##### Datos #####

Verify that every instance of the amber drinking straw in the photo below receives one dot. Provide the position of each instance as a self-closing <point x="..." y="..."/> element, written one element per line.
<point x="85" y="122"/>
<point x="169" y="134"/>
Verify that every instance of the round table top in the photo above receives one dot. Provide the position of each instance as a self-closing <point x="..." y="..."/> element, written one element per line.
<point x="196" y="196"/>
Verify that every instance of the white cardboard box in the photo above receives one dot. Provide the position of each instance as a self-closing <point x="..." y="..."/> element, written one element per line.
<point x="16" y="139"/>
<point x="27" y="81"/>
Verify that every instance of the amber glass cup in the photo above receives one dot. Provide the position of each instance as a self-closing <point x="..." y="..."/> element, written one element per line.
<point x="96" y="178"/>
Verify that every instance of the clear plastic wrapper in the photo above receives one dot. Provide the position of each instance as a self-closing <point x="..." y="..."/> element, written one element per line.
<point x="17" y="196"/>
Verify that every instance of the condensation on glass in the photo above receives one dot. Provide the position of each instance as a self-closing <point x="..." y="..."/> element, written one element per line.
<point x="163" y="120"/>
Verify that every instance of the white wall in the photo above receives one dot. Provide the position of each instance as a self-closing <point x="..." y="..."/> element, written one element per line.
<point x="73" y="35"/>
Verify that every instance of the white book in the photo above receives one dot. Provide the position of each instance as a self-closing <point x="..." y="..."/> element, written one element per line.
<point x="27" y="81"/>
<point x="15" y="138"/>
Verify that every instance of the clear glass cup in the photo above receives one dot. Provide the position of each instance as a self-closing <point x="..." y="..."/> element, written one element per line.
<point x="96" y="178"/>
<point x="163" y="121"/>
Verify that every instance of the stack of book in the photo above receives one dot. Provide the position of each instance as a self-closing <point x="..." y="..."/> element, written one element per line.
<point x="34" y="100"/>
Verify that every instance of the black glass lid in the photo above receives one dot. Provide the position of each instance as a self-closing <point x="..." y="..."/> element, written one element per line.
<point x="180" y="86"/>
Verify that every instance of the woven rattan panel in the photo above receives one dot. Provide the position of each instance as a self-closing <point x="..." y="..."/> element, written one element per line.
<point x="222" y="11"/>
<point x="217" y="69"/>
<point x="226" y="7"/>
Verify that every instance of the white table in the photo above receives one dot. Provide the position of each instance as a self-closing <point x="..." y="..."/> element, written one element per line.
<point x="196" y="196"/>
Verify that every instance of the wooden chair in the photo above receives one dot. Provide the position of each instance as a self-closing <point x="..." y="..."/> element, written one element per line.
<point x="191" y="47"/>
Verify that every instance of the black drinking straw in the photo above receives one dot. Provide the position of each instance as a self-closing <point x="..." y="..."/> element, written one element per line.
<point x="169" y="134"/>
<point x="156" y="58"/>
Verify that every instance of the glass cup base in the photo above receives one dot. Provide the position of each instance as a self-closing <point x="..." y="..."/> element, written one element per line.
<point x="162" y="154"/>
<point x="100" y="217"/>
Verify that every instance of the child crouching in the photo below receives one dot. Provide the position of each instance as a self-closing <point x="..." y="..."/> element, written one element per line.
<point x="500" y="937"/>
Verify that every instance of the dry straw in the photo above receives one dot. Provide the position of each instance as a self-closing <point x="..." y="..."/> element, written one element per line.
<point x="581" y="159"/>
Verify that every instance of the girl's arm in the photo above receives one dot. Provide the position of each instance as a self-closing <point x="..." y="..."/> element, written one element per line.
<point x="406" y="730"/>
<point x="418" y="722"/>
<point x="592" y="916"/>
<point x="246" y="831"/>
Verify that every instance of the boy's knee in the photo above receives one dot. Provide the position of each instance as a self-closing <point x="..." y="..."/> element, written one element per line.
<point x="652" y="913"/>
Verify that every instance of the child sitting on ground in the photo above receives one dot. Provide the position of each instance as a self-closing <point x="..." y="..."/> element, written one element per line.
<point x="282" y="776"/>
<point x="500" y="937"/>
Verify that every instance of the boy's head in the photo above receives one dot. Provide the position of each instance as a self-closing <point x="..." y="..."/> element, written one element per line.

#####

[Instrucción]: Reproduce todas las líneas de los datos de arriba, sin cambiar ni una sola.

[Respuesta esperada]:
Verify that every instance of the amber drinking straw in the photo below receives one dot. Provide the position of each instance as a self-closing <point x="..." y="..."/> element, written one element per line.
<point x="85" y="122"/>
<point x="169" y="134"/>
Verify that every instance of the round table top in the photo above receives one dot. Provide the position of each instance as a self-closing <point x="..." y="..."/> element, written one element per line.
<point x="196" y="196"/>
Verify that every instance of the white cardboard box in the photo above receives one dot. Provide the position of each instance as a self-closing <point x="..." y="..."/> element, written one element per line.
<point x="16" y="139"/>
<point x="27" y="81"/>
Verify that every instance of the amber glass cup in the photo above receives one dot. Provide the position of each instance as a self-closing <point x="..." y="..."/> element, written one element per line.
<point x="96" y="178"/>
Verify that every instance of the clear plastic wrapper in the photo above receives one dot. Provide the position of each instance as a self-closing <point x="..." y="..."/> element, written one element per line.
<point x="17" y="196"/>
Verify that every instance of the condensation on glass in the photo above receives one dot. Provide the position of each instance as a self-closing <point x="..." y="..."/> element, written one element per line.
<point x="163" y="120"/>
Verify that every instance of the white wall in the photo above receives one dot. Provide the position of each instance as a self-closing <point x="..." y="..."/> element, written one element per line.
<point x="73" y="35"/>
Verify that every instance of the white book in the photo above receives one dot. Provide the position of each instance as a self-closing <point x="..." y="..."/> element, written one element per line.
<point x="27" y="81"/>
<point x="15" y="138"/>
Verify that every instance of the clear glass cup in the photo above receives one dot. Provide the position of each instance as a self-closing <point x="..." y="..."/> element, written one element per line.
<point x="96" y="178"/>
<point x="163" y="121"/>
Verify that every instance of the stack of book in the photo above receives one dot. Provide the position of each instance as a self-closing <point x="..." y="..."/> element, written one element per line.
<point x="34" y="100"/>
Verify that every instance of the black glass lid in the photo above receives one dot. Provide the position of each instance as a self-closing <point x="..." y="..."/> element, written one element per line.
<point x="180" y="86"/>
Verify that every instance of the woven rattan panel in the photo above receives one dot. Provide the position of each instance as a self-closing <point x="..." y="..."/> element, written one element per line.
<point x="222" y="11"/>
<point x="217" y="69"/>
<point x="226" y="7"/>
Verify that every instance of the white table in the photo above receives one dot. Provide the position of each instance as a self-closing <point x="..." y="..."/> element, written one element per line.
<point x="196" y="196"/>
Verify that every instance of the wooden chair in the photo above receives one dot. Provide the position of each instance as a self-closing <point x="..." y="..."/> element, written one element per line.
<point x="191" y="47"/>
Verify that every instance of the black drinking straw in the photo above receives one dot. Provide the position of each instance as a self-closing <point x="..." y="..."/> element, written one element per line.
<point x="169" y="134"/>
<point x="156" y="58"/>
Verify that every instance of the glass cup base in the photo above receives one dot. Provide the position of each instance as a self-closing <point x="..." y="..."/> element, written one element per line.
<point x="162" y="154"/>
<point x="100" y="217"/>
Verify that every instance of the child crouching in the photo below receives one dot. Provide the position of each instance as a self-closing <point x="..." y="..."/> element, written one element per line.
<point x="500" y="937"/>
Verify that every instance of the dry straw in the photo above receives one dot. Provide the position of each instance as a self-closing <point x="..." y="..."/> element, written one element per line.
<point x="581" y="159"/>
Verify that every instance of the girl's arm in the photo above receives one dot. Provide the position of each instance as a self-closing <point x="..." y="..."/> element, written one element per line.
<point x="406" y="730"/>
<point x="418" y="722"/>
<point x="592" y="916"/>
<point x="246" y="831"/>
Verify that every instance of the boy's knee in the photo above receives one dot. Provide the position of each instance as a self-closing <point x="..." y="..."/> element, written one element per line.
<point x="652" y="913"/>
Verify that every instance of the child sitting on ground in the photo above receives one dot. Provide the position of each instance as a self-closing <point x="..." y="..."/> element, written one element per line.
<point x="282" y="776"/>
<point x="500" y="937"/>
Verify that every instance of the boy's head in the photo above receives one dot. Provide the position of each instance as a self-closing <point x="..." y="..."/> element, written one element per line.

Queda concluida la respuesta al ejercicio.